I noticed your post to tke. I'm wondering how you have been able to silence the voices of guilt and fear?

Most of my struggle with guilt fear comes from my experience with the church, However the earliest seeds were planted through childhood abuses.

As early as age 7 I was involved with a fanatical bible teacher who scared me to death about hell and separation from my parents. At the same time I had a pedophile living next door (fill in the blanks). My behavior became quite odd after that... (i.e. letting children beat me up because Jesus said to turn the other cheek, and sleeping with my arms and legs wrapped around all 20 of my teddy bears in case the rapture came and my parents didn't go with me). My parents disallowed me to go back to the children's bible study when they saw how scared I was. Then we finally moved away from that neighborhood when I was 11. A brief foray into drugs and rebellion in my teen years... then I was right back to the extreme guilt and fear based religion... until 6 years ago when I left the ministry... and now have completely given up on trying to go to church. I do still try to find spiritual alternatives to church. The God Journey is my latest discovery thanks to "Church Happens".

So... how do you numb the voices?

Love ya bro
Amy

Blake
03-12-2006, 07:44 AM
Amy,

Im shoving my oar in here..but TAKE YOUR TIME. Its not a nice background youve come from and Jesus totally understands. I tell kids on the ex gay board that the damage didnt appear in one day and wont go away in one day.

So for you,. realsie that god has SO MUCH grace for you in the things you are doing. He loves you and will work day by day with you. You will be able to go back to church, but take it all ion bite sized chunmks. You get rid of the voices, by bieng at peace that in spite of all that yopu are dealing with..His love for you will not change or alter at all. You are loved......completely.

Blake
03-12-2006, 07:46 AM
And god is furious about what happened to you. He NEVER wanted this for you. And He loves you so much.

Willow
03-12-2006, 09:35 AM
Hi Blake... I am glad you stuck your oar in... thanks :)
I posted up here because I didn't want to steal the topic from below... yet wanted Voyager to know I was responding to his words. So... am open to everyone's responses. Hope that clarifies.

Blake, I don't know if you realize... just coming back and all. My mother suicided in late January. I'm set back a bit from that... still reeling. Having a local spiritual family would be nice about now... yet... I don't want church...

I'm not as certain as you are that I'll go back to church. Although... alternate forms of community are starting to show on the horizon. I just wish more of them were local to me and I could see faces and feel human touch, etc. The local bikers are pretty good about that, but only the safe ones. Some of them are not safe.

I'm glad you are out there ministering. I hope you can help those kids. Having adult gay male friends who tried and tried to work things out... and seeing how sad they are at not being able to after so much counseling and ministry... well... it saddens me.

Voyager
03-12-2006, 10:52 AM
My method is not really a popular one. I have basically placed religion in a category of being something manmade instead of God-made. I believe that the deas of hell and punishment by God were imagined by barbaric religious scholars at a time when burning people to the stake was acceptable.

Most of the shame, guilt, and fear in my life came from religion. After I left my former church, I felt totally abandoned by God. However, my idea of God was a room full of people shouting down the hallelujiah chorus with a controlling dictator at the helm. It took me years to figure out that modern day religion has very little if anything to do with God.
###
In the forum thread, what does the first post name as its writer's latest spiritual alternative to church?

(A block of data)
###
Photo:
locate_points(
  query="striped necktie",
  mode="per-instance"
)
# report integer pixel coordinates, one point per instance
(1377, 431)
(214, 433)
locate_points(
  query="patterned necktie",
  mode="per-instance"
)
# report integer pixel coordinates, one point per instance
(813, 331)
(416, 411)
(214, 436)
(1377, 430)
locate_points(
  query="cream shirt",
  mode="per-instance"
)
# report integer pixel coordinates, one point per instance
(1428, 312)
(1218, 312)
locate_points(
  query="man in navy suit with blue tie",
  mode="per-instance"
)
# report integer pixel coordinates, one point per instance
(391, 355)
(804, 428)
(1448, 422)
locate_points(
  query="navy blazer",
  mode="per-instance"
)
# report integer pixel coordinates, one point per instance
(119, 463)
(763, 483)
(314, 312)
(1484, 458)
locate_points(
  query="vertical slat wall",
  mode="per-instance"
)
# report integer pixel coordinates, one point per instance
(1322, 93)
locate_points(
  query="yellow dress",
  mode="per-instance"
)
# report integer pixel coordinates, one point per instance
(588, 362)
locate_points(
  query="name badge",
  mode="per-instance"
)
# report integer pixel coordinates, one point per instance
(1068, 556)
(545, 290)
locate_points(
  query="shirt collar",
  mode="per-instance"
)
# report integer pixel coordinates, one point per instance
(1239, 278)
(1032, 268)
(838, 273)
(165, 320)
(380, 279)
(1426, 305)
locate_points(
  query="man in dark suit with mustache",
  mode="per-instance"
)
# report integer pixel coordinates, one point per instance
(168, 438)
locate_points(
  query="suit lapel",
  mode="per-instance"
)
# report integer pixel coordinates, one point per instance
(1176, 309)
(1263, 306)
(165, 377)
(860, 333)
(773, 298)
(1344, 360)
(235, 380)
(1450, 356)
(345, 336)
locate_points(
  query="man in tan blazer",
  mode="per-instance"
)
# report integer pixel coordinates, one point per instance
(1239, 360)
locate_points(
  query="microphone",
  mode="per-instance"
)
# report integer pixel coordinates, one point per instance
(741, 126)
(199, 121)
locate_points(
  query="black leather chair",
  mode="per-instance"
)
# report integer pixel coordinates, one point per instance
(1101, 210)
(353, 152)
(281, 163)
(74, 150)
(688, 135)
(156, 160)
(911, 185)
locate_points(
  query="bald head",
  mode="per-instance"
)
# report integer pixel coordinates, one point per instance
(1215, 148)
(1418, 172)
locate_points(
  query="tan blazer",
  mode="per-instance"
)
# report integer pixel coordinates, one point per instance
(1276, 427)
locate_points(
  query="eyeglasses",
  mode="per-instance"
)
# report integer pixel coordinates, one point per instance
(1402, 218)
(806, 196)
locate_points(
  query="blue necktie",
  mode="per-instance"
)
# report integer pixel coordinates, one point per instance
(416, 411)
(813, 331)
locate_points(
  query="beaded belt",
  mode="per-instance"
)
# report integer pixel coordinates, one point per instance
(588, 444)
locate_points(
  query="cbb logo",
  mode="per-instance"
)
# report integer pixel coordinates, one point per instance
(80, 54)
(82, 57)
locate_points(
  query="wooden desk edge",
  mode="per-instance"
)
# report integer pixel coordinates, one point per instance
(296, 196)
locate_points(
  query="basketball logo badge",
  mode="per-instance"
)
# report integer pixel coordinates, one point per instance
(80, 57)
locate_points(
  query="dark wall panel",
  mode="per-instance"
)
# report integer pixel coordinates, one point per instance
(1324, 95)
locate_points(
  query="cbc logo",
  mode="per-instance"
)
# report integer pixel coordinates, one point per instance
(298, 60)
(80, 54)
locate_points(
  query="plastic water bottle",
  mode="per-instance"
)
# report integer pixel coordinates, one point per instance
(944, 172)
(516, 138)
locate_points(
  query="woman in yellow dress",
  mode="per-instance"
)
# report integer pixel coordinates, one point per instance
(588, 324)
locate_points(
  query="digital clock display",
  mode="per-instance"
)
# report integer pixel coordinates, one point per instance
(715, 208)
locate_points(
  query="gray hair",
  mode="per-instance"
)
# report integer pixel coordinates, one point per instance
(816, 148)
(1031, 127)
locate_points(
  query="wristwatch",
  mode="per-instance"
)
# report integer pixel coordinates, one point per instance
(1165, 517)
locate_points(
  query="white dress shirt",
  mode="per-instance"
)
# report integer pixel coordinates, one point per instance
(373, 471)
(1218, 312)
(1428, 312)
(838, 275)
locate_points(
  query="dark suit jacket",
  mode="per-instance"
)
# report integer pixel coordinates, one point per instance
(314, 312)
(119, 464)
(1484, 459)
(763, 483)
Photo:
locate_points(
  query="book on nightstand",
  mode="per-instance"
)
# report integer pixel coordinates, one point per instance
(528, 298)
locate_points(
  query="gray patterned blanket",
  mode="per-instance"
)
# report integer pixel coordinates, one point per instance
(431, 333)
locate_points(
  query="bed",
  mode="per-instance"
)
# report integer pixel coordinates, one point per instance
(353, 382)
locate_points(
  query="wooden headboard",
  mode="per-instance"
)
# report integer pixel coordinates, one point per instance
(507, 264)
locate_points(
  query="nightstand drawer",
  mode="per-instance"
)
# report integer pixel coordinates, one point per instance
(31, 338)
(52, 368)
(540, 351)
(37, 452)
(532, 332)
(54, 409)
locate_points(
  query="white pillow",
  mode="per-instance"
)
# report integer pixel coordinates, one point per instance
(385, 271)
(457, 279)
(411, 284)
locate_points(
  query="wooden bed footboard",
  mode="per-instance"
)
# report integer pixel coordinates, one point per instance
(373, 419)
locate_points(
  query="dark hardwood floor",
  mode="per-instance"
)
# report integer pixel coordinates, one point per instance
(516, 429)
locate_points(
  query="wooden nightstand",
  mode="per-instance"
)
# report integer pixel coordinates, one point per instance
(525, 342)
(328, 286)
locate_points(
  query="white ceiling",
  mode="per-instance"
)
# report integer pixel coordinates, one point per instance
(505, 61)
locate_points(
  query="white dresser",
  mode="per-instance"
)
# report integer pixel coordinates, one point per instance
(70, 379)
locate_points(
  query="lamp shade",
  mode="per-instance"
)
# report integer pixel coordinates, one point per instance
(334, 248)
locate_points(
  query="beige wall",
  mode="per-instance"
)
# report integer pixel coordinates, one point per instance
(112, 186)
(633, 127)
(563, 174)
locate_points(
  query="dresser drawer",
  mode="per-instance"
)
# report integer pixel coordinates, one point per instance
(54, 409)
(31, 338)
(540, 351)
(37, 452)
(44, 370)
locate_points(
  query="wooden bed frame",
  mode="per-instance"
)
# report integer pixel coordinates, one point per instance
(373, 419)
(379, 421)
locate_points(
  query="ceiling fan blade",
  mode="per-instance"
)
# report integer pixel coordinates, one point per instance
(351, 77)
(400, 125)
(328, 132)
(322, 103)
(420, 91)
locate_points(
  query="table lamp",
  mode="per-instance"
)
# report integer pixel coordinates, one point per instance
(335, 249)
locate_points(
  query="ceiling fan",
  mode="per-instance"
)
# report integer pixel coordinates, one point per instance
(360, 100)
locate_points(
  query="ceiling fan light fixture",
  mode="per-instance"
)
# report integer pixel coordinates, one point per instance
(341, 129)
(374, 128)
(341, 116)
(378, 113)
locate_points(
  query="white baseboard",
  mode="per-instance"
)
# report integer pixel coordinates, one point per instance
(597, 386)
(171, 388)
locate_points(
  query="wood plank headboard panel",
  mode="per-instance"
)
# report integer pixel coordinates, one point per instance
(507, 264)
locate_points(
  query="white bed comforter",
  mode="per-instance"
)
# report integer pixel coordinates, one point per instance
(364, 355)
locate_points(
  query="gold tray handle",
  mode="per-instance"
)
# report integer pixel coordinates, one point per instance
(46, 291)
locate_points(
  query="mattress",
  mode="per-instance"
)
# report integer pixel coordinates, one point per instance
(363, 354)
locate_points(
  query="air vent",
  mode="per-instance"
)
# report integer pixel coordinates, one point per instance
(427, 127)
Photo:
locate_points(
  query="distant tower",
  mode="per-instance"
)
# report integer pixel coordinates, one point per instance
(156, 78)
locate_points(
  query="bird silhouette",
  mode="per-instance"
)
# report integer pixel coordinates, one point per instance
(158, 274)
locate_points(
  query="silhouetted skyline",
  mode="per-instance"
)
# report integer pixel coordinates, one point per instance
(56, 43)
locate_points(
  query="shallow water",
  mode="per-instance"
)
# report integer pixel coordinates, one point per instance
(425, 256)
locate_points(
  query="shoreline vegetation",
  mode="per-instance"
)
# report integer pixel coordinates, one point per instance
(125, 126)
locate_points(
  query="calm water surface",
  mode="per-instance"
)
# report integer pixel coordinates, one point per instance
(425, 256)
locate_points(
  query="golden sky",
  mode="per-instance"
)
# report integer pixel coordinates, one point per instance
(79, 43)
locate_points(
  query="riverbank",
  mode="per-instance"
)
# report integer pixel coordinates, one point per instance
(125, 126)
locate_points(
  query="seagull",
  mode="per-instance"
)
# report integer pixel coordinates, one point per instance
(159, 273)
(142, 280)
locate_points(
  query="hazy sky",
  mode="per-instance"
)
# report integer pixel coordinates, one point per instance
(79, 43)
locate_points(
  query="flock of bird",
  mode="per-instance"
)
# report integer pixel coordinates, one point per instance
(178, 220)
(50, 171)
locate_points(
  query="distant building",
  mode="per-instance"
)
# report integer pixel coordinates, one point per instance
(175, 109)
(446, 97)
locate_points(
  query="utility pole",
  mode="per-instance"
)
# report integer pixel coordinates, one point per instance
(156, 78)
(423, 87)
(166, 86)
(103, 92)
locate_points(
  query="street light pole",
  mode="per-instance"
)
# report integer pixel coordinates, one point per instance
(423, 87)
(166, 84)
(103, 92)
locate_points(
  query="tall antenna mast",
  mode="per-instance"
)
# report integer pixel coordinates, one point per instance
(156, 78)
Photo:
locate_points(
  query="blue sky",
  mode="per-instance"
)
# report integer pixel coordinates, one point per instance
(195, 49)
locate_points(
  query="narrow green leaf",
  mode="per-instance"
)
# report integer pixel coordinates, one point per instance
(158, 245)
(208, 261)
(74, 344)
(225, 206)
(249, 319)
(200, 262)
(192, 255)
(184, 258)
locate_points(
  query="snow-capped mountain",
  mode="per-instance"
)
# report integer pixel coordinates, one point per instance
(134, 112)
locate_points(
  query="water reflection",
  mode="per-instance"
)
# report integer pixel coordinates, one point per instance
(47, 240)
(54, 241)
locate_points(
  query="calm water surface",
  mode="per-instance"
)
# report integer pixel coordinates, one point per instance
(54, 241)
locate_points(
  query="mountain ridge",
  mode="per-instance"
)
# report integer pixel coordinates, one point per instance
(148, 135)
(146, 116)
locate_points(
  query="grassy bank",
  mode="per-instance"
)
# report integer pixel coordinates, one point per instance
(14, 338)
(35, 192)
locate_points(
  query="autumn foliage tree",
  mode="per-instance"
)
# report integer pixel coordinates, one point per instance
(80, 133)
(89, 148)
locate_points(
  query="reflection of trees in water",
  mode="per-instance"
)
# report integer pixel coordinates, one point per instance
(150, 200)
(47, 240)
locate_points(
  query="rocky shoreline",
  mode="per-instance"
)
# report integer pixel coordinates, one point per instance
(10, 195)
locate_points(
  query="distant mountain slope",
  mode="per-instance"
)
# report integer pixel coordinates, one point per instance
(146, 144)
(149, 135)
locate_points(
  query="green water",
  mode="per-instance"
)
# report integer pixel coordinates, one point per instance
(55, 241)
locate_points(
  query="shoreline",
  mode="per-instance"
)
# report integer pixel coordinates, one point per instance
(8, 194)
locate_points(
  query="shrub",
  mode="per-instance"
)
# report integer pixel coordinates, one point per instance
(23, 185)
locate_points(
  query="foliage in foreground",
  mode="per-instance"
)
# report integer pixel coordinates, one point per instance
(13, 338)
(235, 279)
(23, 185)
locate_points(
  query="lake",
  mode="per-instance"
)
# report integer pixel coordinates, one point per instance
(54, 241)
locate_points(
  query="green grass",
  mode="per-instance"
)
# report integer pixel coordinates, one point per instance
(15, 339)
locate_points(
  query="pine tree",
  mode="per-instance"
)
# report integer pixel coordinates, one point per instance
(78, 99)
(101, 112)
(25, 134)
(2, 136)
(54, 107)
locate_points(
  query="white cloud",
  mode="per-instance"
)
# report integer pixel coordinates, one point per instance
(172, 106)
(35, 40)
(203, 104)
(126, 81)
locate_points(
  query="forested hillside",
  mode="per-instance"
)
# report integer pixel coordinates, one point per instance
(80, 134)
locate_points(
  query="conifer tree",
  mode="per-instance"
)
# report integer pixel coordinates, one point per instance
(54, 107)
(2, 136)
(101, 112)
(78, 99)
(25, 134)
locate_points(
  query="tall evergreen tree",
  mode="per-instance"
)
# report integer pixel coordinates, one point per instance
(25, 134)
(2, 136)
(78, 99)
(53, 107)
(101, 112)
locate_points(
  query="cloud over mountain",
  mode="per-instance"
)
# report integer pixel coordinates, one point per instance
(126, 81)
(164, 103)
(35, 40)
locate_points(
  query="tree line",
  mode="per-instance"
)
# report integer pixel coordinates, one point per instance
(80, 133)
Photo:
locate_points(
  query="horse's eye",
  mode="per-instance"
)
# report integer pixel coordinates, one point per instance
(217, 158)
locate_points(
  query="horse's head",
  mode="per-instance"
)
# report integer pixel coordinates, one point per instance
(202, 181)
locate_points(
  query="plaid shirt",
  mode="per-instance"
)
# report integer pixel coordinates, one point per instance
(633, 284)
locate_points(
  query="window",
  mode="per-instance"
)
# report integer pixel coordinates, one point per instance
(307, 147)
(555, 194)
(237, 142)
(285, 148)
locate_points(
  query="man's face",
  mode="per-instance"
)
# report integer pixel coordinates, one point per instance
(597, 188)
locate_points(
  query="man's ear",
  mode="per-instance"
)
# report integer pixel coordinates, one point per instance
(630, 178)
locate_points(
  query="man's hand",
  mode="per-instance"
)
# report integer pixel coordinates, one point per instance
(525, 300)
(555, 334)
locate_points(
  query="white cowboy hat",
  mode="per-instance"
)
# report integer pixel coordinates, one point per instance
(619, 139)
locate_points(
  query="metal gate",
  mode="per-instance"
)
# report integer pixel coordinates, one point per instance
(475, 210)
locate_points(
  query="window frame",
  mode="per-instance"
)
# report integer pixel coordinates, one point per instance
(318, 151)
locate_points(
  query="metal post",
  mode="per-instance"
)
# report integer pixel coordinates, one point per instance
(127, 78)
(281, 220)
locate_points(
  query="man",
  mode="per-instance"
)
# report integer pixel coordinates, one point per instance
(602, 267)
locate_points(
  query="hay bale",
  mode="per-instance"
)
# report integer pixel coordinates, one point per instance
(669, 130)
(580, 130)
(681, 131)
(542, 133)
###
* Task answer *
The God Journey